▶ What this task involves:
The data must be returned in full and exactly as given.

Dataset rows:

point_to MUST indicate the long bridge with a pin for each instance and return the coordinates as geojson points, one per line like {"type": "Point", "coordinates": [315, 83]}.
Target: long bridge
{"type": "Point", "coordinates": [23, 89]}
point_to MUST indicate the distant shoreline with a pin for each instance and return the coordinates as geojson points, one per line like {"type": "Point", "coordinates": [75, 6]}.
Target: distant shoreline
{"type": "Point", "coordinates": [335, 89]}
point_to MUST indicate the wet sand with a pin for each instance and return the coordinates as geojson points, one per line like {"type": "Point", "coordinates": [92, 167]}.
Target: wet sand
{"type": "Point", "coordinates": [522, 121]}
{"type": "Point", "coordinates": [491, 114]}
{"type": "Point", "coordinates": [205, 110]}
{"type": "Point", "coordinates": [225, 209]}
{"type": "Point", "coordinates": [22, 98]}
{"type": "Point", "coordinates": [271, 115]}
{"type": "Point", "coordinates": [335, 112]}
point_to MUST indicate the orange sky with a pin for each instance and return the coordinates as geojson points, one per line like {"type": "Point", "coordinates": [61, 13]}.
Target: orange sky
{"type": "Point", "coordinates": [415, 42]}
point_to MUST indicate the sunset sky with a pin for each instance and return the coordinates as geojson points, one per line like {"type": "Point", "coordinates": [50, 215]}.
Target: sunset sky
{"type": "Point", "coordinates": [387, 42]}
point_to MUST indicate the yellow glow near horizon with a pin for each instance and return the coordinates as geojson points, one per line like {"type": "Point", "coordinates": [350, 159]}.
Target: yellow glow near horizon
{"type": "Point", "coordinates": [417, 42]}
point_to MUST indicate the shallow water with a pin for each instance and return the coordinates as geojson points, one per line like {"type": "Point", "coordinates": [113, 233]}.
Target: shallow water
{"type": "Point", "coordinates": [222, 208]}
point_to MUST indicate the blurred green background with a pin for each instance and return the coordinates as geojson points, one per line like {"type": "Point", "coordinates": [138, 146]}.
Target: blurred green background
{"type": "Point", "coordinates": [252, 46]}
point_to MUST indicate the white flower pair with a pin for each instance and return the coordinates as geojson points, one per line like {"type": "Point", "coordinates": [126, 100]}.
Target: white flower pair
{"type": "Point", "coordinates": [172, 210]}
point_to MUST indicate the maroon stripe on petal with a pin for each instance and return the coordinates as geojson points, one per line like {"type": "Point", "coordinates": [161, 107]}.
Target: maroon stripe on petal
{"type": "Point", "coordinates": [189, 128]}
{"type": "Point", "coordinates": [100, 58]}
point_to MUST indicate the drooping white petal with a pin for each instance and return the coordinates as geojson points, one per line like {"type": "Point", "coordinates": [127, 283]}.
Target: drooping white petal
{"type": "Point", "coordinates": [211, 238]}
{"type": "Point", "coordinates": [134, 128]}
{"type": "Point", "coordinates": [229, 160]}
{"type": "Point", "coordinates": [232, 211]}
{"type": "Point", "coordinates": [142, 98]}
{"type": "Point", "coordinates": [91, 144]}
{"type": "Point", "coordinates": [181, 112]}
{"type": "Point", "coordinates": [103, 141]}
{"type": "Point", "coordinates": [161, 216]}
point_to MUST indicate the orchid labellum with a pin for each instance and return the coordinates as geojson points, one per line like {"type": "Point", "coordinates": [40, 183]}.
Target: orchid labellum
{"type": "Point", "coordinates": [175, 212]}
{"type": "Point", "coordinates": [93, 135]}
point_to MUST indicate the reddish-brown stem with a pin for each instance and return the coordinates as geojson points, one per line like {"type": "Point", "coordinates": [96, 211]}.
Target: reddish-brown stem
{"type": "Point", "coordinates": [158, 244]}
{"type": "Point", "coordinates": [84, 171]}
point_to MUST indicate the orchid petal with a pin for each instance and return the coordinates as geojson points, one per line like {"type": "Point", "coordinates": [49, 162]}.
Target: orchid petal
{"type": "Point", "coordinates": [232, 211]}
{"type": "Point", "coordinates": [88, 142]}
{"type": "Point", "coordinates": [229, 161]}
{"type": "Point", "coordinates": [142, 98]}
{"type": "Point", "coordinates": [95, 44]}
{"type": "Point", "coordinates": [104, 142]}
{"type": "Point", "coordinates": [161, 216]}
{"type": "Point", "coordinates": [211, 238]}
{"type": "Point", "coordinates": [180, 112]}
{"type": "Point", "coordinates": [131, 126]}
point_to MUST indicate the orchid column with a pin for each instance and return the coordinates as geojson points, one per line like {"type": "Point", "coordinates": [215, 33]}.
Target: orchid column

▶ The response:
point_to MUST indicate the long bridge with a pin for each instance and return the coordinates as geojson points, one per line like {"type": "Point", "coordinates": [315, 83]}.
Target: long bridge
{"type": "Point", "coordinates": [23, 89]}
point_to MUST indicate the distant shoreline with a pin for each instance and return the coordinates as geojson points, one per line like {"type": "Point", "coordinates": [75, 6]}.
Target: distant shoreline
{"type": "Point", "coordinates": [335, 89]}
point_to MUST indicate the wet sand with a pin for each instance and return the coordinates as geojson points, one per line like {"type": "Point", "coordinates": [92, 167]}.
Target: wet sand
{"type": "Point", "coordinates": [522, 121]}
{"type": "Point", "coordinates": [491, 114]}
{"type": "Point", "coordinates": [205, 110]}
{"type": "Point", "coordinates": [225, 209]}
{"type": "Point", "coordinates": [22, 98]}
{"type": "Point", "coordinates": [271, 115]}
{"type": "Point", "coordinates": [335, 112]}
point_to MUST indicate the orange sky with a pin for each instance and return the coordinates as geojson points, one per line like {"type": "Point", "coordinates": [61, 13]}.
Target: orange sky
{"type": "Point", "coordinates": [415, 42]}
point_to MUST indicate the sunset sky with a pin for each instance and return the coordinates as geojson points, one per line like {"type": "Point", "coordinates": [50, 215]}.
Target: sunset sky
{"type": "Point", "coordinates": [387, 42]}
point_to MUST indicate the yellow glow near horizon with a pin for each instance and return the coordinates as geojson points, one per line like {"type": "Point", "coordinates": [350, 159]}.
Target: yellow glow near horizon
{"type": "Point", "coordinates": [417, 42]}
point_to MUST indicate the shallow water with a pin for each instance and return the coordinates as geojson points, one per line like {"type": "Point", "coordinates": [113, 233]}.
Target: shallow water
{"type": "Point", "coordinates": [222, 208]}
point_to MUST indicate the blurred green background with a pin for each instance and return the coordinates as geojson points, one per line like {"type": "Point", "coordinates": [138, 146]}.
Target: blurred green background
{"type": "Point", "coordinates": [252, 46]}
point_to MUST indicate the white flower pair with a pin for each instance and return the coordinates as geojson points, one per line like {"type": "Point", "coordinates": [126, 100]}.
Target: white flower pair
{"type": "Point", "coordinates": [172, 210]}
point_to MUST indicate the maroon stripe on petal with a pin for each instance and return the coordinates as geojson points, one per line like {"type": "Point", "coordinates": [161, 107]}.
Target: maroon stripe on petal
{"type": "Point", "coordinates": [189, 128]}
{"type": "Point", "coordinates": [100, 58]}
point_to MUST indicate the drooping white petal with a pin for each instance and return the coordinates as geojson points, one per line like {"type": "Point", "coordinates": [127, 283]}.
Target: drooping white petal
{"type": "Point", "coordinates": [211, 238]}
{"type": "Point", "coordinates": [134, 128]}
{"type": "Point", "coordinates": [229, 160]}
{"type": "Point", "coordinates": [232, 211]}
{"type": "Point", "coordinates": [142, 98]}
{"type": "Point", "coordinates": [91, 144]}
{"type": "Point", "coordinates": [181, 112]}
{"type": "Point", "coordinates": [103, 141]}
{"type": "Point", "coordinates": [161, 216]}
point_to MUST indicate the orchid labellum with a pin for each instance and return the coordinates as geojson points, one per line like {"type": "Point", "coordinates": [40, 183]}.
Target: orchid labellum
{"type": "Point", "coordinates": [175, 212]}
{"type": "Point", "coordinates": [93, 135]}
point_to MUST indicate the reddish-brown stem with a pin for each instance and return the coordinates as geojson points, one per line like {"type": "Point", "coordinates": [96, 211]}.
Target: reddish-brown stem
{"type": "Point", "coordinates": [158, 244]}
{"type": "Point", "coordinates": [84, 171]}
point_to MUST indicate the orchid petal with a pin for each instance and return the coordinates as geojson points, one per line like {"type": "Point", "coordinates": [49, 162]}.
Target: orchid petal
{"type": "Point", "coordinates": [232, 211]}
{"type": "Point", "coordinates": [88, 142]}
{"type": "Point", "coordinates": [229, 161]}
{"type": "Point", "coordinates": [142, 98]}
{"type": "Point", "coordinates": [95, 44]}
{"type": "Point", "coordinates": [104, 142]}
{"type": "Point", "coordinates": [161, 216]}
{"type": "Point", "coordinates": [211, 238]}
{"type": "Point", "coordinates": [180, 112]}
{"type": "Point", "coordinates": [131, 126]}
point_to MUST indicate the orchid column with a pin for each instance and return the coordinates as geojson points, one per line like {"type": "Point", "coordinates": [215, 33]}.
Target: orchid column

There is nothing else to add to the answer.